*Task prompt*:
Give the lines again exactly, from the one holding "Q: Locate the dark" to the last line of the listing below, both ends included and nothing added.

*Source records*:

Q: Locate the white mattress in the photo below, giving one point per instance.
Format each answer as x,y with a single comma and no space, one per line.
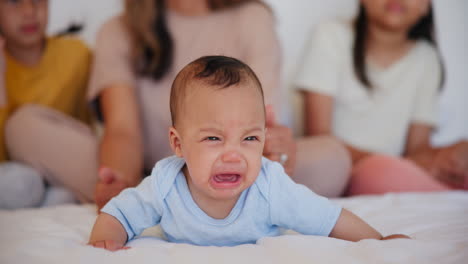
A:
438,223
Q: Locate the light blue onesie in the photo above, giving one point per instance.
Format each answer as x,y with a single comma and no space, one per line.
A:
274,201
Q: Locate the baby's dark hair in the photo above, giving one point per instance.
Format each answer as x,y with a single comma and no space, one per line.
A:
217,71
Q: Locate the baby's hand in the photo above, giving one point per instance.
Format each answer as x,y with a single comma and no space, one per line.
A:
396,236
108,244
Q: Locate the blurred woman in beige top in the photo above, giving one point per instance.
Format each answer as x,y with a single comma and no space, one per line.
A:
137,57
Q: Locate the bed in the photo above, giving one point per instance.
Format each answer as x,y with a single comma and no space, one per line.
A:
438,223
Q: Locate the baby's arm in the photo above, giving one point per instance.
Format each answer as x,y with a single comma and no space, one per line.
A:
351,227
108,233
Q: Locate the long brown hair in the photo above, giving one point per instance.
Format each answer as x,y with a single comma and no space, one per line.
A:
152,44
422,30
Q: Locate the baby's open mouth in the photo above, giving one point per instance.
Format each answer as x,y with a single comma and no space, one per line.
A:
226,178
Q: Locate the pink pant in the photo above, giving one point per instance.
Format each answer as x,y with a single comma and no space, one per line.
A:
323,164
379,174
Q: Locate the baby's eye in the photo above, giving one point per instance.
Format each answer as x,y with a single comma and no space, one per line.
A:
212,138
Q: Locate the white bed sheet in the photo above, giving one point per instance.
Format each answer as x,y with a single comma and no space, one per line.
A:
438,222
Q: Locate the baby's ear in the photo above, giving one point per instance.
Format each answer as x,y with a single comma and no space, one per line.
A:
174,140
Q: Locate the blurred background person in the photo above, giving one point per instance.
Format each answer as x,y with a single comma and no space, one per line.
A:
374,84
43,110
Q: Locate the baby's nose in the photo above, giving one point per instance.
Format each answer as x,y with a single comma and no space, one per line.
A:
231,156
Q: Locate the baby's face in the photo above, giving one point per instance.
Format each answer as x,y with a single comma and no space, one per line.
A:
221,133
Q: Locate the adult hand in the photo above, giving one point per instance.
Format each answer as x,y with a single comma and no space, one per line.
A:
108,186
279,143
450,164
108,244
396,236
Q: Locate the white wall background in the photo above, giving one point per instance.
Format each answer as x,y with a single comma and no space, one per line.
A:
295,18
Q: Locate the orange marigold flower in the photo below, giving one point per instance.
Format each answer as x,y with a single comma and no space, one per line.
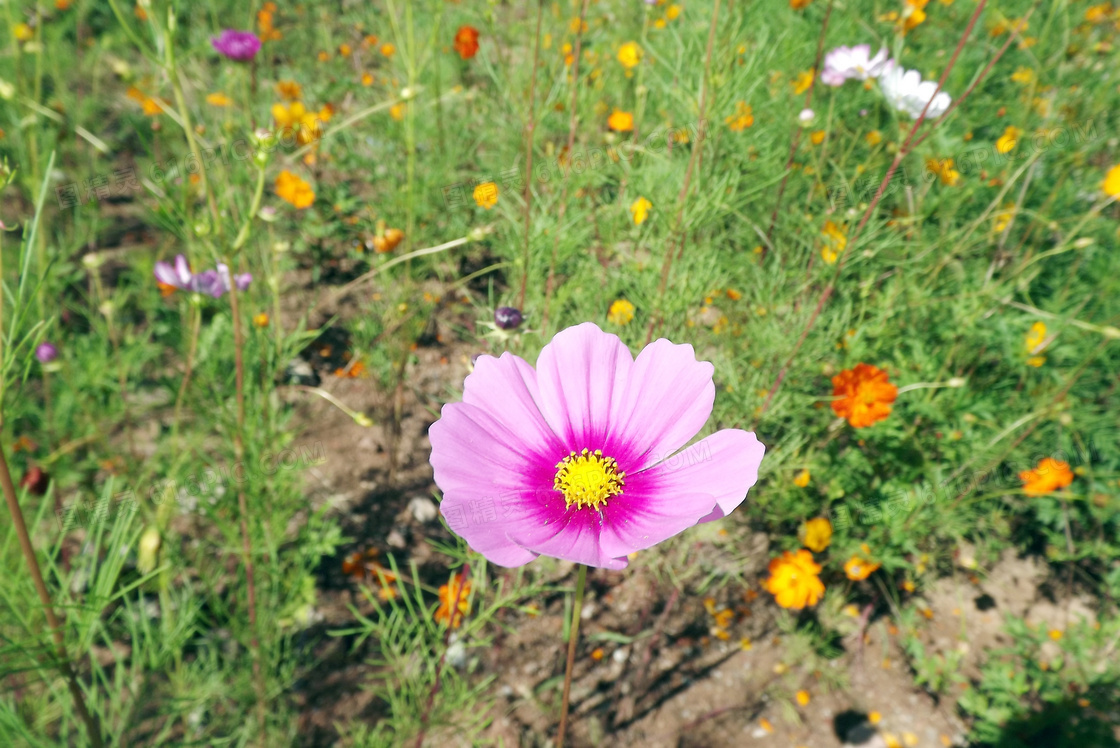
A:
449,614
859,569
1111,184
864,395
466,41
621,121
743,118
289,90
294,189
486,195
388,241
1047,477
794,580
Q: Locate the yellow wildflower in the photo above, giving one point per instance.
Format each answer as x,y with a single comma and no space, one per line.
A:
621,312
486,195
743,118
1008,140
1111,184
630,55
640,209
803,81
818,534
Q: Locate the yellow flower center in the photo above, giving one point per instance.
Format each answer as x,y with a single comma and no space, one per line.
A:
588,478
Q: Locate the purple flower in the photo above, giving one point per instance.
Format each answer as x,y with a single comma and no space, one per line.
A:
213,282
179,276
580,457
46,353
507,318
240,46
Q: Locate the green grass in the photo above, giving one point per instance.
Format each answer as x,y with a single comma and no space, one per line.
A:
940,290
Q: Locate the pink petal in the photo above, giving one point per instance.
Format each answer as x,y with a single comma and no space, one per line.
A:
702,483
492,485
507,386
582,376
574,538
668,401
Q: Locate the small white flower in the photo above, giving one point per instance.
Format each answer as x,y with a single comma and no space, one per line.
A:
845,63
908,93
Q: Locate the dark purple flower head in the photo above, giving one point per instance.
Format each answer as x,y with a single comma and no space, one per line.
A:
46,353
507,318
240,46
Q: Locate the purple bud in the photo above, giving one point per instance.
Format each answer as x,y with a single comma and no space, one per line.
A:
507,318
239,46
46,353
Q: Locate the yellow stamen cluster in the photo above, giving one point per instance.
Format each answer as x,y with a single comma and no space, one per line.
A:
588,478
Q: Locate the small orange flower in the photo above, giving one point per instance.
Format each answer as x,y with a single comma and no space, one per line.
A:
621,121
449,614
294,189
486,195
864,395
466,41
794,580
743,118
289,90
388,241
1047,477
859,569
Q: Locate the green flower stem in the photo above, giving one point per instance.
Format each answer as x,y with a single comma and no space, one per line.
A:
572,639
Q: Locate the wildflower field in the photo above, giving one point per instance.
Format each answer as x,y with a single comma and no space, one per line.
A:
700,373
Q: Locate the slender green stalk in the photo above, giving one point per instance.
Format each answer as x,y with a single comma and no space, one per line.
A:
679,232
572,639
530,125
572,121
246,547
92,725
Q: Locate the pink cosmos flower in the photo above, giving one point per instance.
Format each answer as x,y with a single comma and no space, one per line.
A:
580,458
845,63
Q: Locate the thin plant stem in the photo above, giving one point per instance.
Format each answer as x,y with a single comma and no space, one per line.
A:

*Answer to the exercise*:
Q: Locate the dark purple flower head in the photo above, giving one point per instance.
Format each answer as x,y with a single comma and no space, one per line.
A:
46,353
507,318
240,46
Q: Locate the purple bud in the photo above, giving one point per instance.
Format each answer as x,y with a single comma and no space, one per line.
A:
507,318
239,46
46,353
Q: Locate the yellow stamen cluster in the photo above, giving one point per instance.
Format each answer as x,y with a single comma and no space, one per line.
A:
588,478
Q: Locate the small orange flower in the photo above, giving one point per instance.
Format each answer as x,y with a single comma and no space, one per line.
A:
621,121
449,614
294,189
486,195
864,395
466,41
794,580
743,118
289,90
388,241
1047,477
859,569
Q: Locate the green flower stem in the photo above, giving one point per instance.
Format each answer as x,y with a single comma and no space, one per line.
A:
572,639
Q: Locate the wildflower field in the photo above, giving one point per instance.
Format each answer as x,y with a single comma and no space, one per line.
A:
700,373
Q: Locate the slender green stalk in the photo above, giving one point per instance.
Format each answer as x,y with a single comma and no space, one per line.
A:
679,232
572,639
530,125
572,121
246,547
92,725
Q: Locate the pink cosmos flower in the photo above, giving one point per instance.
Format each answer as x,y with a single comma and no space, one per line.
A:
580,458
845,63
Q: Locate the thin plant stem in the photo above, giving one point per instance.
Format each answer as x,y with a single comma and no space, one per line.
A:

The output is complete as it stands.